#### [Selected text]
VN to strengthen financial foundation in the next ten years
Vietnam's top priority for 2021-30 is to build a financial foundation for the country's sustainable development, said policymakers and experts during a conference to discuss finance strategy for the 2021-30 period.
|Speakers at the conference discuss finance strategy for the 2021-30 period and solutions for economic recovery and development in Vietnam. VNA/VNS Photo|
Speaking at the conference, Deputy Minister of Finance Vo Thanh Hung stressed the importance of conducting further studies for financial and budget solutions to speed up the country's economic recovery and to achieve macroeconomic stability.
Hung said the State budget's ability to weather the storm during the last two pandemic years has been a result of a long and difficult road, which started ten years ago with the approval of Vietnam's Finance Strategy until 2020 by the Prime Minister's Office.
During 2016-20, Vietnam's development investment was on average 33.7 per cent of annual GDP and slightly higher than the 2011-15 period at 31.7 per cent. The country's tax policy has been constantly put under review and pushed to modernise and improve. In 2011-20, State budget collection increased by 380 per cent compared to the 2001-10 period. Of which, the domestic source has been steadily increasing from an average of 68.7 per cent during the 2011-15 period to 82 per cent during 2016-20, and reached 85.6 per cent in 2020.
However, as the economy took a hit during the pandemic, budget collection has plummeted, especially after the government approved a number of support and rescue packages, mainly consisting of tax and fee reductions, to aid the business community.
Vietnam's fiscal policy has faced numerous challenges due to massive expenses incurred to check the spread of the virus and to secure medical equipment and vaccines. This has forced the government to come up with a comprehensive financial strategy to spearhead economic recovery in the near future.
Nguyen Nhu Quynh, deputy head of the National Institute for Finance under the Ministry of Finance, said a sound financial strategy is required at the core of the country's effort to liberate, mobilise and utilise all available financial resources for the development of science and technology, the digitalisation process and the realisation of other socio-economic development targets in the next ten years.
Quynh urged the government to quickly move to standardise and boost the efficiency of budget collection, to improve the business environment and encourage investment from the private sector. Meanwhile, Vietnam must maintain strong fiscal discipline, especially in limiting budget deficit, national debt and in building up the financial system's resilience.
Prof. Tran Ngoc Anh, a member of the Prime Minister's Economic Council, said countries spend on average 1 per cent of GDP on disease prevention while Vietnam's spending remained around 0.3-0.4 per cent. The pandemic has served as an example of why the country must allocate more resources in the production and procurement of medical supplies, medicine and vaccines.

#### [Study material]
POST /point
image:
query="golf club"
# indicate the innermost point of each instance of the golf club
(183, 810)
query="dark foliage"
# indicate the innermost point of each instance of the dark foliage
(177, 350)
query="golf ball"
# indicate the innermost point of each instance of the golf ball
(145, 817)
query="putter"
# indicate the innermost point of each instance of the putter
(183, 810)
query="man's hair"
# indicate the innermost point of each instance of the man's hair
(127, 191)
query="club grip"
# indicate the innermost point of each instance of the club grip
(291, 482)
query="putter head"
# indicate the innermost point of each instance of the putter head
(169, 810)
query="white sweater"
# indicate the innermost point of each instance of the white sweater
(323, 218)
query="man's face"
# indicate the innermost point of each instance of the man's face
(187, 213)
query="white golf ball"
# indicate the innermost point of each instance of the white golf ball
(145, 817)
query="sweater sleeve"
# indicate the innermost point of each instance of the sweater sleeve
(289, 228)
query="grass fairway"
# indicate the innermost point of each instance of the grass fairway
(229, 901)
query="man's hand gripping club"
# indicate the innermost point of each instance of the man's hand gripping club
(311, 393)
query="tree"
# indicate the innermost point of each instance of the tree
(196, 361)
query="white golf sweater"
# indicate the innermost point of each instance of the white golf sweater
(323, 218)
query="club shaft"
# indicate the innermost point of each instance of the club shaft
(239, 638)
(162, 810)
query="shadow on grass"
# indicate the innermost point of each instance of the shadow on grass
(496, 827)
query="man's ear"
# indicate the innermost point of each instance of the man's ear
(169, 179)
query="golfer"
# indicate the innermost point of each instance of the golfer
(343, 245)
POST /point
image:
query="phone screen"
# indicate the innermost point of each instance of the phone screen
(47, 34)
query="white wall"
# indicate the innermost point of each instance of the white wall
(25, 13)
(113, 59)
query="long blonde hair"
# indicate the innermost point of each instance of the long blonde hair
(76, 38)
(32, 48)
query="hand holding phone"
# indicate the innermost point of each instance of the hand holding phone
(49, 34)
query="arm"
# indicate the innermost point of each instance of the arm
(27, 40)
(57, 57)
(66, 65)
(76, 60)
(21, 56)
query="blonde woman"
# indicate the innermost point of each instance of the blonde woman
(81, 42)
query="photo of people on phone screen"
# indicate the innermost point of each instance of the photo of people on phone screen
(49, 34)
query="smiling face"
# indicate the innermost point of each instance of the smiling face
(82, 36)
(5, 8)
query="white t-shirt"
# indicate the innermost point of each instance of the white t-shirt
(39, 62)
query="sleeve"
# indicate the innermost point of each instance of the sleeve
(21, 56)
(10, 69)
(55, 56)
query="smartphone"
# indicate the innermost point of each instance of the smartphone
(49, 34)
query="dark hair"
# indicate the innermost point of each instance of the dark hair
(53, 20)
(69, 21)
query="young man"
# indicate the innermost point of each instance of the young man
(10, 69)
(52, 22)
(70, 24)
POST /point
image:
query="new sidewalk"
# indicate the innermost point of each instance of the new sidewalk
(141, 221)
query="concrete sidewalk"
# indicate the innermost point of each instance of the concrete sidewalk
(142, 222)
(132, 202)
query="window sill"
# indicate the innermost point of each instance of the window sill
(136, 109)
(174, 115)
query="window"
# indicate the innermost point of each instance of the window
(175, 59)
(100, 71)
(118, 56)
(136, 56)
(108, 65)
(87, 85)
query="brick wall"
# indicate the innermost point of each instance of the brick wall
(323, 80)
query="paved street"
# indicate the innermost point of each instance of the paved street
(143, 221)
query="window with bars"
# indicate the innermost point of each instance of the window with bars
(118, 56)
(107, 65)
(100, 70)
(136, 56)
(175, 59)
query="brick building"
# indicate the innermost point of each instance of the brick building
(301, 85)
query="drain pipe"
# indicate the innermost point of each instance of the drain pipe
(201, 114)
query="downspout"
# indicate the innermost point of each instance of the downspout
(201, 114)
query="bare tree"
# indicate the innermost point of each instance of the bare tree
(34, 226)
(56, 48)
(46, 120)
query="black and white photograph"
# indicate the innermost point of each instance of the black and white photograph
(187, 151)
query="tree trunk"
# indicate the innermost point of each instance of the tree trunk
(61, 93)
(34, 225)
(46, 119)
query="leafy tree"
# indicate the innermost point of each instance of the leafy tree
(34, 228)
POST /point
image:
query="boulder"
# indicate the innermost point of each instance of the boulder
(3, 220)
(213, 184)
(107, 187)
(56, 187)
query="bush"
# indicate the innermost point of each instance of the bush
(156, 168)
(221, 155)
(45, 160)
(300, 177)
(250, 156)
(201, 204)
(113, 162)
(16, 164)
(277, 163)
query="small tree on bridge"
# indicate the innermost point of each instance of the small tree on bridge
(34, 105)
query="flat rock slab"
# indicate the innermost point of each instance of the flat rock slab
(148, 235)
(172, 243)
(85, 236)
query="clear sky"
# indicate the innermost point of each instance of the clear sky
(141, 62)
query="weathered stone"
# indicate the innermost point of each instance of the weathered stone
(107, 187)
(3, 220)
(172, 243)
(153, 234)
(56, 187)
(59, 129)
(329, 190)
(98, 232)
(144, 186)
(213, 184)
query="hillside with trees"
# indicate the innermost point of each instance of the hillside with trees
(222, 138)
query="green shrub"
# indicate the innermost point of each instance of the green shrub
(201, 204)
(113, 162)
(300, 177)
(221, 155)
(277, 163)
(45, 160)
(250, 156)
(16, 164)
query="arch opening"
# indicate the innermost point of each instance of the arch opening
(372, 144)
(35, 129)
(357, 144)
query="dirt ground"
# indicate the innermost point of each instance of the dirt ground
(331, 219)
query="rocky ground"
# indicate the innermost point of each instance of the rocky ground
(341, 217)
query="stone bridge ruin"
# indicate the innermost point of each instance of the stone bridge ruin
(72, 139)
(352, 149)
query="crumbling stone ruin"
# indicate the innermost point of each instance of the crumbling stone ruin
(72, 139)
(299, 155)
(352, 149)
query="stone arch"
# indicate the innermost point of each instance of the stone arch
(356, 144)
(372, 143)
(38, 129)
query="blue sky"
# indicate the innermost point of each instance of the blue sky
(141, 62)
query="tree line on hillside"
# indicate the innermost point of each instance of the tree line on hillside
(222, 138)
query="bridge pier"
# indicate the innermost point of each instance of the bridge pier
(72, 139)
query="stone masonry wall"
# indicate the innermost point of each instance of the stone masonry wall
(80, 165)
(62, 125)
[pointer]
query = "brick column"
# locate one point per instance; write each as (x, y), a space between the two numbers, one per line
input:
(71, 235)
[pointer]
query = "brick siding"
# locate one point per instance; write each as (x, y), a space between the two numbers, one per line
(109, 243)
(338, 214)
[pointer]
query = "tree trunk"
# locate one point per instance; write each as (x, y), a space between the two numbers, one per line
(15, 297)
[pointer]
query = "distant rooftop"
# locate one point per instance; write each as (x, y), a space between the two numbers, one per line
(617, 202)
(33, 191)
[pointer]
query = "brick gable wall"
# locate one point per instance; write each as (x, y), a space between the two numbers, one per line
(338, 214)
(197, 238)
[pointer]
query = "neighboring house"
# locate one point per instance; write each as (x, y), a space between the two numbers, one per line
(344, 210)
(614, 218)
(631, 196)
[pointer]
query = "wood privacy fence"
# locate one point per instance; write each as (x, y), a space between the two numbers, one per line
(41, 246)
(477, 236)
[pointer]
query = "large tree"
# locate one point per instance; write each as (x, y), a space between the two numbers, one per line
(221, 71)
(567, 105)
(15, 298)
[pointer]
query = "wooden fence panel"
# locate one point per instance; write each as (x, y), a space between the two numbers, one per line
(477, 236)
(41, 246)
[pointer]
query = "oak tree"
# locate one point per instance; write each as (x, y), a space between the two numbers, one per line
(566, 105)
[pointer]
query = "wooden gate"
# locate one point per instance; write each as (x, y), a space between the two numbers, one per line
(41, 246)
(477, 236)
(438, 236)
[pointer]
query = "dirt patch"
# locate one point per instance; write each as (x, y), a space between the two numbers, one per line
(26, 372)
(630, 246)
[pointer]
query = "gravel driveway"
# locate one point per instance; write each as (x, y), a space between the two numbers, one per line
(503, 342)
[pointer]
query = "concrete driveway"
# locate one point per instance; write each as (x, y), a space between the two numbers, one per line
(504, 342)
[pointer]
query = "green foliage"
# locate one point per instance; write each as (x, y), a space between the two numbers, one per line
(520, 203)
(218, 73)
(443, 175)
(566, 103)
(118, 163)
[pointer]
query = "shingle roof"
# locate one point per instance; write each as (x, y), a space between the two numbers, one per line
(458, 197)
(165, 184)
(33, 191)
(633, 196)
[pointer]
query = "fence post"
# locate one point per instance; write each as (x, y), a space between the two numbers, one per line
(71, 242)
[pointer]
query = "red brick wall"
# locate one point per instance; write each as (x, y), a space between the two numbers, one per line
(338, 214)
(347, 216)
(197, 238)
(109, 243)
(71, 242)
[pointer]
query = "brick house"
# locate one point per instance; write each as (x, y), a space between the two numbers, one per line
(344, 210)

#### [Task to carry out]
Copy the section of the article on Vietnam's finance strategy starting at "Nguyen Nhu Quynh, deputy" and ending at "next ten years.", changing "digitalisation process" to "digital transformation".

#### [Answer for the task]
Nguyen Nhu Quynh, deputy head of the National Institute for Finance under the Ministry of Finance, said a sound financial strategy is required at the core of the country's effort to liberate, mobilise and utilise all available financial resources for the development of science and technology, the digital transformation and the realisation of other socio-economic development targets in the next ten years.